• [Labeled-object pointing entries]
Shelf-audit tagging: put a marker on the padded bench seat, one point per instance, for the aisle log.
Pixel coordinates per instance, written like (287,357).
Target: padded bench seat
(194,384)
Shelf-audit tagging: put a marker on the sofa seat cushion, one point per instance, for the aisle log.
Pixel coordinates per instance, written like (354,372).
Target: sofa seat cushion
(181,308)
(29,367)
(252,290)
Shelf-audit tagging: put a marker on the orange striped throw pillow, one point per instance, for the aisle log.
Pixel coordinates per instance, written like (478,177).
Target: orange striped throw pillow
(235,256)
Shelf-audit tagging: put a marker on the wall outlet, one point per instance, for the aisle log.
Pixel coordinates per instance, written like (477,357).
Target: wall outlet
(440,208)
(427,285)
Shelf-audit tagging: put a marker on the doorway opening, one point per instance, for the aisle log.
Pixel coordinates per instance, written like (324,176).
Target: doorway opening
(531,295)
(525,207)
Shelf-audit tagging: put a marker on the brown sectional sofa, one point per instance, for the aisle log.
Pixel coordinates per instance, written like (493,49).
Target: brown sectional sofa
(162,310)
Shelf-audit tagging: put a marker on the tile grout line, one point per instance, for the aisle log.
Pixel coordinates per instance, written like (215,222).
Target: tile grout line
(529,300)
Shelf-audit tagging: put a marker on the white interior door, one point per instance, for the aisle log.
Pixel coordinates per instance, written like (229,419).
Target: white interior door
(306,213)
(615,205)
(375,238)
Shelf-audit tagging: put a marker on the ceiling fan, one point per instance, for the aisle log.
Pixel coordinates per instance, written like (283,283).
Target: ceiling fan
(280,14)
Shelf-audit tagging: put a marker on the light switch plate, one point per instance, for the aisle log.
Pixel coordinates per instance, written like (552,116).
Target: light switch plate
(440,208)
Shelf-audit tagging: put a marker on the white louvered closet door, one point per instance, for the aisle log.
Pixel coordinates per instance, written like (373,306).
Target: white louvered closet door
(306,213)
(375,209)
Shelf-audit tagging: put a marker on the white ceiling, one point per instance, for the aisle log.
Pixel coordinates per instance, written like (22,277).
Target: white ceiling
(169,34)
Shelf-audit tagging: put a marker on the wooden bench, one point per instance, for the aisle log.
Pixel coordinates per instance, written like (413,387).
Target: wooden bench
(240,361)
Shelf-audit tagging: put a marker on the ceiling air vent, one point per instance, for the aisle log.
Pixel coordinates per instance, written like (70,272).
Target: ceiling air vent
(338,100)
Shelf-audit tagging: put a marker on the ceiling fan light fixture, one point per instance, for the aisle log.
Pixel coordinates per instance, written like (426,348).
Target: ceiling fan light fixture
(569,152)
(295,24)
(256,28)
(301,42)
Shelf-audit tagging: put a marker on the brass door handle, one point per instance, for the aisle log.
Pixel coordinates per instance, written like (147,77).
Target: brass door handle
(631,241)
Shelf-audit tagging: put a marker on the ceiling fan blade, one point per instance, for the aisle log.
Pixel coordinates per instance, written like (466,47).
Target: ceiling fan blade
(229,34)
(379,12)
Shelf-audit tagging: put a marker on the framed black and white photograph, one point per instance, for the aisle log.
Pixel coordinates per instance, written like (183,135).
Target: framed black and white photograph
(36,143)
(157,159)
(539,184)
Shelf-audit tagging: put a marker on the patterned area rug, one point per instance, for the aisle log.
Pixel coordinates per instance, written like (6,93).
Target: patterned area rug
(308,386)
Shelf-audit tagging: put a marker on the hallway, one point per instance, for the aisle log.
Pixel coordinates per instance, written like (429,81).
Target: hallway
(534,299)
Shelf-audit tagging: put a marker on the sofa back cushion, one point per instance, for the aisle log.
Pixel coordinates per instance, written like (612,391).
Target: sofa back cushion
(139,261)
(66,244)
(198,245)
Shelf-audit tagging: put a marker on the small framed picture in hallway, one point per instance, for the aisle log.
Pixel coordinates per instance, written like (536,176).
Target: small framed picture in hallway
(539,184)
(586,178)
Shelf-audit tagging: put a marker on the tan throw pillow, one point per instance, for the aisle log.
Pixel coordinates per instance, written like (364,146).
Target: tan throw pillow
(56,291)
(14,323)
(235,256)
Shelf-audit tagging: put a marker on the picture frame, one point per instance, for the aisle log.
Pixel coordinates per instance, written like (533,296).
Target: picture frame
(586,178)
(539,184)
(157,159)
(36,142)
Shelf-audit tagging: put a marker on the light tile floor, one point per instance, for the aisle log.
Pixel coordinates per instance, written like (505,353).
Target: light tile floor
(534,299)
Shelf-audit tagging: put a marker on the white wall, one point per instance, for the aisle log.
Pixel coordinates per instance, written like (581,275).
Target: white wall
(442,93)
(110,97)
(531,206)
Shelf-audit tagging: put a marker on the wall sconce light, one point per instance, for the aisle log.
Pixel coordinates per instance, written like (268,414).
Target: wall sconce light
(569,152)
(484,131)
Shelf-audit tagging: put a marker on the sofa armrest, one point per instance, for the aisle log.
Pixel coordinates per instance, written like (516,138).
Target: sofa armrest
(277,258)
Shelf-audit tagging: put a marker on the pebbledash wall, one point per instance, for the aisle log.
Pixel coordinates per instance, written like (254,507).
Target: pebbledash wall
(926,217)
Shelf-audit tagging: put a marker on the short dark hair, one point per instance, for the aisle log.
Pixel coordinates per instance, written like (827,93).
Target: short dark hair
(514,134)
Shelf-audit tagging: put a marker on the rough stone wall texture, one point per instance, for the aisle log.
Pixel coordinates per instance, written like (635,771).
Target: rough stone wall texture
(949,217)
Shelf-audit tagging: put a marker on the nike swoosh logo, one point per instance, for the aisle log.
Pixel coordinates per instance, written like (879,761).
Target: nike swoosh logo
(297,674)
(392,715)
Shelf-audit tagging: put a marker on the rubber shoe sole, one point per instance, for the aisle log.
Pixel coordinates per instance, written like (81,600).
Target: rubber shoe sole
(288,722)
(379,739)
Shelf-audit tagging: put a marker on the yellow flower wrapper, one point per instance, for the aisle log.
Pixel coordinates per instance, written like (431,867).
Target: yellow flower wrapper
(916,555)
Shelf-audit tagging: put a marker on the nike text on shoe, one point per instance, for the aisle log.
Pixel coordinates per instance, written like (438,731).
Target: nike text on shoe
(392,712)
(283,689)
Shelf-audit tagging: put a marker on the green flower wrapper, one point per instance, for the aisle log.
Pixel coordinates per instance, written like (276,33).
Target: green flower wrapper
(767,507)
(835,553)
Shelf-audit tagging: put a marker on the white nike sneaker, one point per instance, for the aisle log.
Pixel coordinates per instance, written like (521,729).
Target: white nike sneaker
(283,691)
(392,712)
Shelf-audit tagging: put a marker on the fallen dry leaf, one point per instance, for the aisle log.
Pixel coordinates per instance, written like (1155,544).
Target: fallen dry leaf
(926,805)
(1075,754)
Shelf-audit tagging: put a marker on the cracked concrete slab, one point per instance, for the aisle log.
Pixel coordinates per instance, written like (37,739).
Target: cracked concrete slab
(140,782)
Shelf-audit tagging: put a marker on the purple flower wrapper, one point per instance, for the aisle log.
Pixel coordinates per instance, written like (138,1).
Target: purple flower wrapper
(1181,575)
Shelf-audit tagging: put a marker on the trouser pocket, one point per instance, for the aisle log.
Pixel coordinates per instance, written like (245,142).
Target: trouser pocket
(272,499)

• [What is being asked]
Return the entries above exactly, each one complete.

• [Output of the task]
Shelf-audit tagging: put a marker on the padded bench seat, one point per instance, for the aisle log.
Pixel coordinates per instance, written like (287,357).
Target: padded bench seat
(194,384)
Shelf-audit tagging: put a marker on the sofa seat cushion, one point per instance, for the aisle log.
Pixel coordinates per instance, written like (354,372).
Target: sofa seat cushion
(181,308)
(29,367)
(252,290)
Shelf-audit tagging: put a marker on the orange striped throw pillow, one point per instance, for the aisle log.
Pixel coordinates per instance, written like (478,177).
Target: orange striped throw pillow
(235,256)
Shelf-audit tagging: put a marker on the wall outlet, one point per instance, for the aisle log.
Pixel coordinates per instance, written like (477,357).
Target: wall outlet
(440,208)
(427,285)
Shelf-audit tagging: put a marker on the doorway opening, one point per instance, for the aisle log.
Pixel coordinates per instance, written like (324,176).
Target: doorway opening
(531,295)
(525,207)
Shelf-audit tagging: put a marker on the brown sectional sofa, one point per instance, for the aisle log.
Pixel coordinates per instance, written like (493,49).
Target: brown sectional sofa
(162,310)
Shelf-audit tagging: put a marker on the tile grout line, one point per instance, for the aisle log.
Pixel coordinates per instance, written like (215,222).
Target: tile grout line
(529,300)
Shelf-audit tagging: put a marker on the white interior door, one point per instance, for the aisle log.
Pixel coordinates per instance, written like (229,419).
Target: white interior door
(306,213)
(615,205)
(375,238)
Shelf-audit tagging: put a marker on the ceiling fan, one point per instance, for the aisle log.
Pixel coordinates per instance, written like (283,283).
Target: ceiling fan
(280,14)
Shelf-audit tagging: put a marker on the light switch plate, one point per instance, for the aisle log.
Pixel coordinates per instance, written like (552,116).
Target: light switch plate
(440,208)
Shelf-audit tagging: put a marker on the white louvered closet door, one point per instance, for the aisle log.
Pixel coordinates per instance, written like (373,306).
Target: white louvered closet door
(306,213)
(375,209)
Shelf-audit tagging: put a marker on the white ceiling, one point per instance, for the aisle log.
Pixel coordinates per instance, written like (22,277).
Target: white ceiling
(169,34)
Shelf-audit tagging: put a marker on the wooden bench, one point per instance, for the aisle log.
Pixel coordinates per instance, written like (413,387).
Target: wooden bench
(240,361)
Shelf-audit tagging: put a marker on the ceiling air vent, one point per instance, for the aisle log.
Pixel coordinates per instance, written like (70,272).
Target: ceiling air vent
(338,100)
Shelf-audit tagging: put a marker on the ceiling fan light fixture, one point per instance, for the aisle log.
Pixel coordinates per instance, written like (426,348).
Target: ceiling fan light fixture
(569,152)
(295,24)
(256,28)
(301,42)
Shelf-audit tagging: put a marker on the brass door handle, one point per instance, for the aisle log.
Pixel coordinates per instance, written like (147,77).
Target: brass door handle
(631,241)
Shelf-audit tagging: put a marker on the ceiling fan blade, one point per instance, for the aisle log.
Pixel coordinates per instance, written like (466,47).
Target: ceiling fan blade
(229,34)
(379,12)
Shelf-audit tagging: put a marker on the framed black and white photograph, one point per instance, for the aisle log.
Pixel coordinates per instance, written like (183,135).
Target: framed black and white photograph
(36,143)
(157,159)
(539,184)
Shelf-audit tagging: put a marker on the patterned area rug, one point per instance, for the aisle log.
Pixel coordinates per instance, written like (6,93).
Target: patterned area rug
(308,386)
Shelf-audit tagging: put a marker on the hallway, one point per instance, for the aisle log.
Pixel coordinates per instance, written like (429,81).
Target: hallway
(534,299)
Shelf-audit tagging: put a marker on the sofa back cushion, one point per instance, for the aisle log.
Pixel coordinates per instance, written like (612,391).
Target: sofa back cushion
(139,261)
(66,244)
(198,245)
Shelf-audit tagging: put a marker on the small framed picture in hallway, one point per instance, for the aisle log.
Pixel coordinates per instance, written like (536,176).
Target: small framed picture in hallway
(539,184)
(586,178)
Shelf-audit tagging: put a marker on the tan throw pillow, one point per instance, for the aisle log.
Pixel coordinates per instance, written like (364,146).
Target: tan throw pillow
(56,291)
(14,323)
(235,256)
Shelf-audit tagging: put a marker on the picture frame, one point per instance, for the aisle log.
Pixel coordinates per instance, written like (533,296).
Target: picture frame
(586,178)
(539,184)
(157,159)
(36,142)
Shelf-audit tagging: put a marker on the light tile floor, one point per instance, for the aisle log.
Pixel coordinates per instance, written like (505,353).
Target: light tile floor
(534,299)
Shelf-audit tagging: put a marker on the white wall, one point per instance, for the aisle log.
Pixel coordinates per instance, written like (581,275).
Target: white wall
(442,93)
(110,97)
(531,206)
Shelf-audit tagging: put a marker on the wall sconce light, one point per instance, for the aisle log.
Pixel coordinates per instance, written like (268,414).
Target: wall sconce light
(569,152)
(484,131)
Shelf-audit tagging: put a marker on the sofa armrest, one point per instance, for the aisle log.
Pixel coordinates per instance, written like (516,138).
Target: sofa armrest
(277,258)
Shelf-audit tagging: put a marker on the pebbledash wall, one point per instance, for the aisle log.
Pixel coordinates per instance, written like (254,507).
Target: pebbledash wall
(926,217)
Shelf-audit tagging: put a marker on the short dark hair, one point per instance, for the aisle log.
Pixel coordinates per instance, written like (827,93).
Target: short dark hair
(514,134)
Shelf-audit tagging: put a marker on the rough stone wall texture, one point per instance, for the aisle log.
Pixel coordinates per instance, written like (635,771).
Target: rough stone wall texture
(949,217)
Shelf-audit tagging: put a marker on the nike swoosh logo, one point per instance, for the aisle log.
Pixel coordinates per instance, written like (879,761).
Target: nike swoosh logo
(297,674)
(392,715)
Shelf-audit tagging: put a marker on the rubber shoe sole, one point per instance, for the aisle log.
Pixel coordinates per instance, written like (81,600).
Target: rubber shoe sole
(288,722)
(379,739)
Shelf-audit tagging: put a marker on the yellow flower wrapper, one point per instance, for the aisle log.
Pixel coordinates per instance, written like (431,867).
Target: yellow flower wrapper
(916,555)
Shelf-audit tagging: put a marker on the nike text on shoe, one point per instance, for the aisle log.
Pixel coordinates per instance, written like (438,731).
Target: nike text on shoe
(392,712)
(283,689)
Shelf-audit tagging: put a marker on the green flower wrapper, one point per instance, for the aisle log.
Pixel coordinates per instance, written like (276,33).
Target: green flower wrapper
(767,507)
(835,553)
Shelf-audit tagging: put a marker on the white nike sneaker, one point per instance, for the aisle log.
Pixel coordinates per instance, written like (521,729).
Target: white nike sneaker
(283,691)
(392,712)
Shelf-audit tagging: put a marker on the fallen dry leaf, one point per instance, for the aisle log.
Pixel coordinates per instance, written like (1155,544).
Target: fallen dry leaf
(926,805)
(1075,754)
Shelf-audit tagging: put a marker on the cracked concrete slab, one point per instance, for the aisle log.
Pixel coordinates per instance, written like (37,739).
Target: cracked concrete slab
(140,782)
Shelf-audit tagging: put a marker on the purple flower wrapper, one point per instance, for the aisle log.
Pixel coordinates per instance, written like (138,1).
Target: purple flower wrapper
(1181,575)
Shelf-audit tagging: put a marker on the trouser pocket, one point per instance, for the aisle log.
Pixel coordinates per instance, written like (245,142).
Target: trouser pocket
(272,499)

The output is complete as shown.